SET TASK 1 →
Answer these questions using the passage on multicore fibers:
(a) Which fiber does the passage call one typical multicore fiber?
(b) What did Jason P. Moore use for three-dimensional fiber shape sensing?
(c) In twisted SCF shape sensing, what is the helical twist structure sensitive to?

────────────────────

In order to cope with the increasing need of the internet capacity, space-division multiplexing technique using multicore fibers has been investigated extensively in recent years [6–9], in which Seven-core fiber (SCF) shows its prospect on future application as one typical multicore fiber [10, 11]. Apart from the applications for communication, multicore fiber has attracted a lot of attentions in the area of optical fiber laser and sensors. The isometrically arranged cores in multicore fibers enable the light power to transfer to each other, which generates the in-phase supermodes to achieve high beam quality in fiber lasers. A SCF-laser with good beam quality was demonstrated and later was used for second harmonic generation [12, 13]. Meanwhile, the strong coupling of multicore fiber in which the cores are close enough to form supermodes is demonstrated to be promising for high temperature measurement  and accurate strain sensing . For shape sensing, Jason P. Moore realized complex three-dimensional fiber shape sensing by using tri-core fibers with distributed Fiber Bragg Gratings (FBGs). A set of Frenet-Serret equations were numerically solved to convert distributed curvature measurement into three-dimensional shape . In addition, twisted SCF with long continuous fiber grating sensor arrays can be utilized for shape sensing. In this scheme, grating in outer cores and helical twist structure in SCF were respectively sensitive to local bend and twist, which contributes to precise shape reconstruction .

────────────────────

SET TASK 2 →
Report each line of the records below that includes the string "dark", treating case as significant.

────────────────────

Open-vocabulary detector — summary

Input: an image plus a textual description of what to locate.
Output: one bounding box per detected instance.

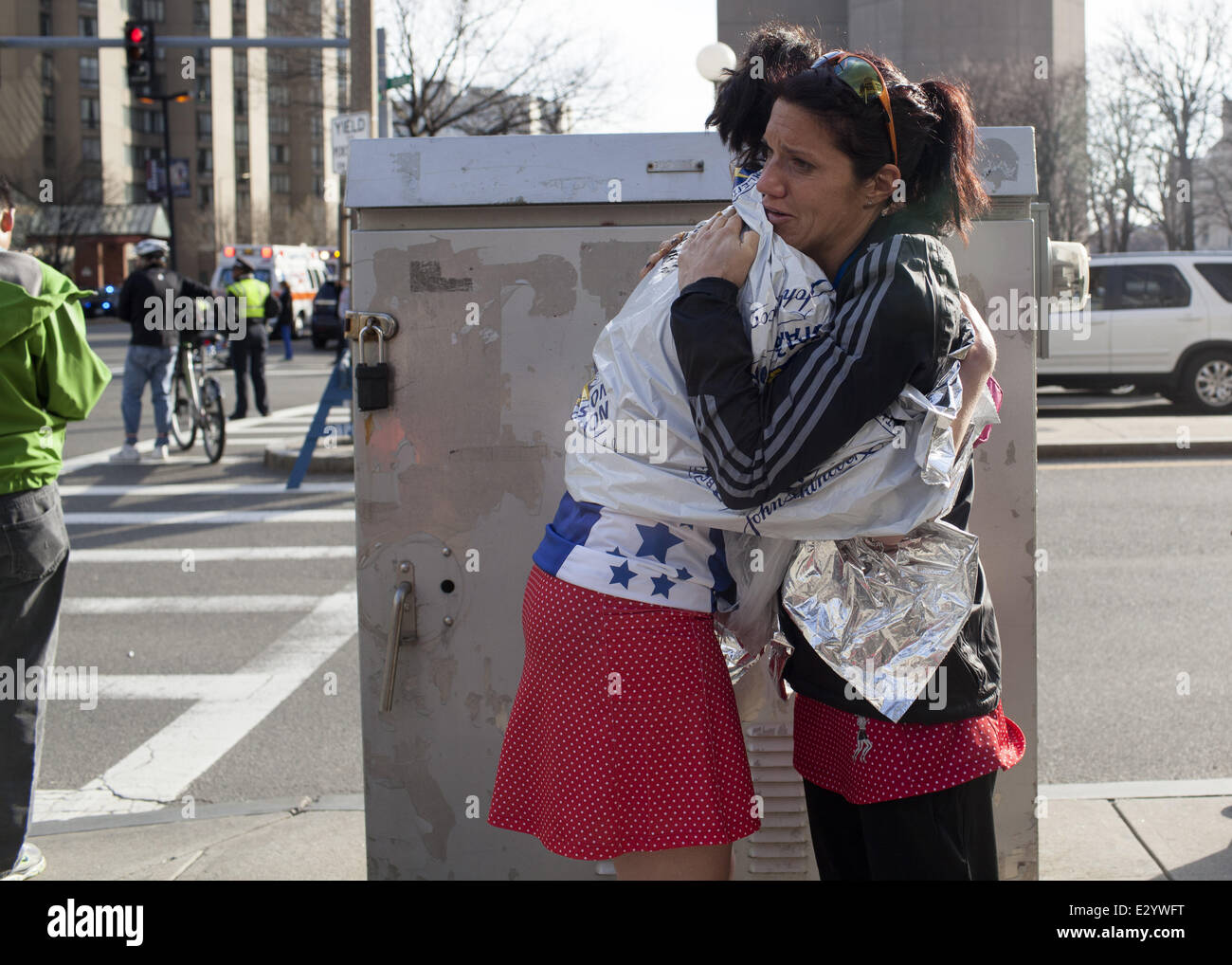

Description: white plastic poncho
[566,166,997,665]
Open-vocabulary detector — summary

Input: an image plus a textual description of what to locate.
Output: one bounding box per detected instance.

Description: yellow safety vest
[226,276,270,321]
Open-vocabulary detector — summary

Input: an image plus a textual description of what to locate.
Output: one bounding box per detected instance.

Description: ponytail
[911,81,988,242]
[780,50,988,242]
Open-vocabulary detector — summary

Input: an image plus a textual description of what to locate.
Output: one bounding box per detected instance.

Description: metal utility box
[346,128,1036,880]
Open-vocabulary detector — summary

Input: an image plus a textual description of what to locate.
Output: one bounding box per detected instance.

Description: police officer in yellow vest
[226,258,279,419]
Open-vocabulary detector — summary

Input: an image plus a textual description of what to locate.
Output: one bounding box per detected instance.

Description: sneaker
[111,443,142,463]
[0,843,46,882]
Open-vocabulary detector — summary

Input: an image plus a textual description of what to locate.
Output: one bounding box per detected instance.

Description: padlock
[354,321,390,411]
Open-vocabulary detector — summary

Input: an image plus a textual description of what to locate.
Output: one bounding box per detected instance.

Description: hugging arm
[672,235,946,509]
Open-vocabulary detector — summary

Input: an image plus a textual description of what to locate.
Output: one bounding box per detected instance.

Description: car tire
[1177,348,1232,415]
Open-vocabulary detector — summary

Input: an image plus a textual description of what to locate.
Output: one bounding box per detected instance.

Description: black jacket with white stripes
[672,217,1001,723]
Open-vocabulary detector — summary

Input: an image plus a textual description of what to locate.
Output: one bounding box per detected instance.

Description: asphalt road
[34,321,362,821]
[1038,457,1232,783]
[34,335,1232,821]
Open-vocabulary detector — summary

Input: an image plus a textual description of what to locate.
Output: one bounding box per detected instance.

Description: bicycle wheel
[201,378,226,463]
[168,373,197,448]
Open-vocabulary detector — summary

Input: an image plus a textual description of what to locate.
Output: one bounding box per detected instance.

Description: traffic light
[124,20,154,87]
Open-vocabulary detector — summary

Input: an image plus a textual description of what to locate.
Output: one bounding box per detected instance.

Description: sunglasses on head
[809,50,898,168]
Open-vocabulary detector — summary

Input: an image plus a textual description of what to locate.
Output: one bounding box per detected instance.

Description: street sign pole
[160,94,177,271]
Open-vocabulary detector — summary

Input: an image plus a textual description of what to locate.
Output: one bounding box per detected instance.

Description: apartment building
[0,0,359,286]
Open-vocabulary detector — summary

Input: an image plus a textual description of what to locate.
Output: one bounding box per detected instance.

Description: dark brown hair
[776,50,988,241]
[706,21,825,168]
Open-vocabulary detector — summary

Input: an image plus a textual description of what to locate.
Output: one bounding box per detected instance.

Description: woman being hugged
[672,50,1024,880]
[488,27,822,880]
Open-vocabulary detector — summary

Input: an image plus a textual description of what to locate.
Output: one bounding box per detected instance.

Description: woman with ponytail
[672,50,1024,880]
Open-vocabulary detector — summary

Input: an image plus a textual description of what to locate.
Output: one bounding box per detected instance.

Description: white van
[1036,251,1232,414]
[209,244,328,339]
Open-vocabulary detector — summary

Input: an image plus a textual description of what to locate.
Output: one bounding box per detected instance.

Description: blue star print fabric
[534,493,735,612]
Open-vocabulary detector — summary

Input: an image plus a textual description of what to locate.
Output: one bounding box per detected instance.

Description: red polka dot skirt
[792,694,1026,805]
[488,567,761,860]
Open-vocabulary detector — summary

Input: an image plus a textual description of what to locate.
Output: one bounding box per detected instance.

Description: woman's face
[758,100,879,270]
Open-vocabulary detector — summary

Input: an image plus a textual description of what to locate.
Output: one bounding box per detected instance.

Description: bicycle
[170,336,226,463]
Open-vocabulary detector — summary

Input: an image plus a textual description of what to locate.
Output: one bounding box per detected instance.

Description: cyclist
[111,238,210,463]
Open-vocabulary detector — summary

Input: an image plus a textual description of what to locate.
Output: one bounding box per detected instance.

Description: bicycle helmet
[136,238,172,258]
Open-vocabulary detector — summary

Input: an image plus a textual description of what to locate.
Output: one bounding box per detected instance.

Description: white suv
[1036,251,1232,413]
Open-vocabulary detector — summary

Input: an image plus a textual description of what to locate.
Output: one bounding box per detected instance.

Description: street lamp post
[697,41,735,90]
[136,90,189,271]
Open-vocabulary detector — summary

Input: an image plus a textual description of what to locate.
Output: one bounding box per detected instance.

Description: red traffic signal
[124,20,154,86]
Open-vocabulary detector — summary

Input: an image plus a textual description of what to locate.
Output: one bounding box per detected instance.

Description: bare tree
[1117,0,1228,250]
[1194,114,1232,244]
[1088,50,1150,251]
[390,0,611,137]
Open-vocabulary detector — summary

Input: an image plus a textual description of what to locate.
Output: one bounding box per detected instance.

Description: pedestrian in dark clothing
[279,281,295,361]
[111,238,210,463]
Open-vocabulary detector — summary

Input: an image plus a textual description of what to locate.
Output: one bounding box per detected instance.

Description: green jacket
[0,250,111,493]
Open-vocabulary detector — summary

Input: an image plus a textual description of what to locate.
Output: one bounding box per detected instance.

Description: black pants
[0,482,69,876]
[805,771,998,882]
[228,321,270,415]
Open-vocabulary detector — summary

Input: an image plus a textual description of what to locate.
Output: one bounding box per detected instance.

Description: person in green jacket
[0,175,111,882]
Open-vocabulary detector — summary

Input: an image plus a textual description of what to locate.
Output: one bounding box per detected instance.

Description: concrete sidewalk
[1040,407,1232,460]
[21,779,1232,882]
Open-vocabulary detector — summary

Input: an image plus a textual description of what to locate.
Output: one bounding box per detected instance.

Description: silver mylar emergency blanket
[564,167,995,547]
[566,163,998,681]
[783,521,980,722]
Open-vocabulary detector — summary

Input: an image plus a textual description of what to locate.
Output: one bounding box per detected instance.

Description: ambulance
[209,244,329,339]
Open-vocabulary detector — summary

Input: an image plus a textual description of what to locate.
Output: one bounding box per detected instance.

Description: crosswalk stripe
[64,509,354,526]
[59,482,354,498]
[32,584,356,822]
[98,673,278,700]
[69,546,354,566]
[61,592,320,616]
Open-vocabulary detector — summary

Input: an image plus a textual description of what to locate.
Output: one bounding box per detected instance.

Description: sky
[376,0,1215,133]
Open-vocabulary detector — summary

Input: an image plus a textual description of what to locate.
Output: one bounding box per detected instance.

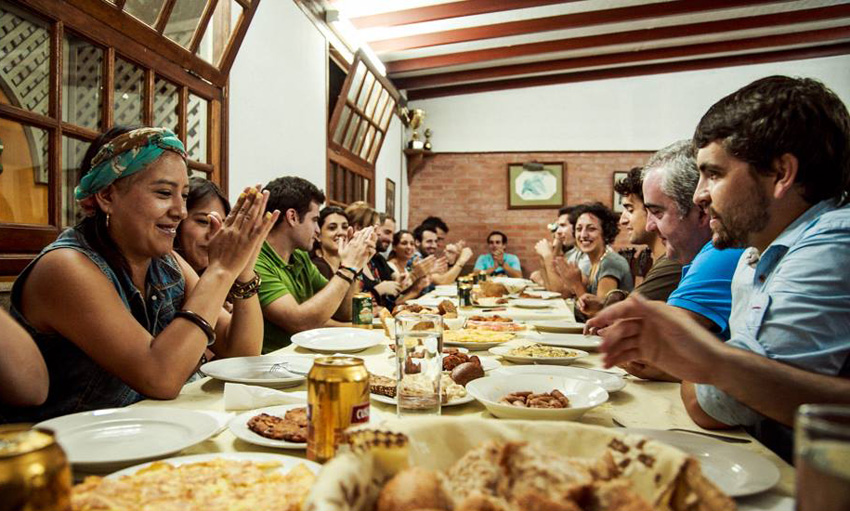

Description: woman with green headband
[0,128,279,422]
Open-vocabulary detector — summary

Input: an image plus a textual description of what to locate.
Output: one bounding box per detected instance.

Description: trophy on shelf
[401,107,425,149]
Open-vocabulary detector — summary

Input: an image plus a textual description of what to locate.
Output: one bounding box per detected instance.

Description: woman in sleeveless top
[0,128,279,421]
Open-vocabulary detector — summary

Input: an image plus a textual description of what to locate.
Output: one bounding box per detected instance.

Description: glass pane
[0,2,50,117]
[113,58,145,126]
[357,73,375,111]
[369,89,390,126]
[186,94,208,163]
[333,106,351,144]
[196,0,242,66]
[368,131,384,163]
[62,33,103,131]
[124,0,165,26]
[378,98,395,132]
[162,0,207,48]
[366,80,385,119]
[0,119,49,225]
[357,124,375,160]
[62,137,89,227]
[348,62,366,103]
[153,76,180,133]
[342,114,360,149]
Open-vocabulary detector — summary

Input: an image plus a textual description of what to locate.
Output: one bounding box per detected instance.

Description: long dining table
[127,286,794,511]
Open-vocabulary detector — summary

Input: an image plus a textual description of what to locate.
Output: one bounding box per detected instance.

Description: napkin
[224,383,307,410]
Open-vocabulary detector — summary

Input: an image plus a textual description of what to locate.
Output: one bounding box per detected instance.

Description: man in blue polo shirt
[589,76,850,459]
[475,231,522,278]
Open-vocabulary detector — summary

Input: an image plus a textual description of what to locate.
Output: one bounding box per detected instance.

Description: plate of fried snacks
[467,374,608,420]
[490,343,588,365]
[201,355,313,388]
[232,404,390,449]
[492,364,626,394]
[305,417,735,511]
[443,328,516,351]
[71,452,321,511]
[35,406,219,473]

────────────────────

CORRECT OUTPUT 1 →
(a) Seven-core fiber (SCF).
(b) Tri-core fibers with distributed Fiber Bragg Gratings (FBGs).
(c) Twist.

CORRECT OUTPUT 2 →
Description: dark brown hair
Description: pedestrian in dark clothing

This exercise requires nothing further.